## Begin LISTED RECORDS
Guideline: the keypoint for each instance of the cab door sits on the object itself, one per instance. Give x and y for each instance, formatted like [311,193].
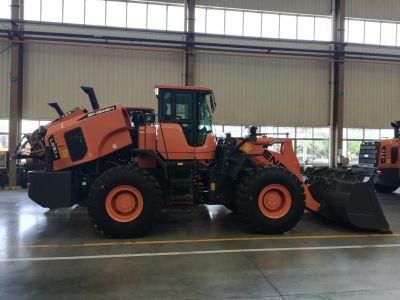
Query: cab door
[177,124]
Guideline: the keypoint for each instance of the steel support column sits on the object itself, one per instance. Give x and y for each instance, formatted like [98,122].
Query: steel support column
[190,56]
[338,82]
[16,77]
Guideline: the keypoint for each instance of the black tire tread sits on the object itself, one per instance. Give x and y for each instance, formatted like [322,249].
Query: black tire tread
## End LISTED RECORDS
- TASK
Extract every line of the records above verbatim, leaving out the pictures.

- SOLUTION TO THIS PROBLEM
Guideline: the keypoint for each instance of the cab door sits on the object itself, one per instance. Give x and y for each instance, formatted like [311,193].
Query: cab door
[177,124]
Guideline: the keypoint for each instance of the steel support column sits on the object itself, one per instance. Give x and y for each instance, formatted like [98,122].
Query: steel support column
[190,56]
[338,82]
[16,77]
Guideline: the keypoint for each instance of the black tire tread sits on the object itself, one per instance. Give x and y for each instance, formatted like [322,249].
Query: black tire tread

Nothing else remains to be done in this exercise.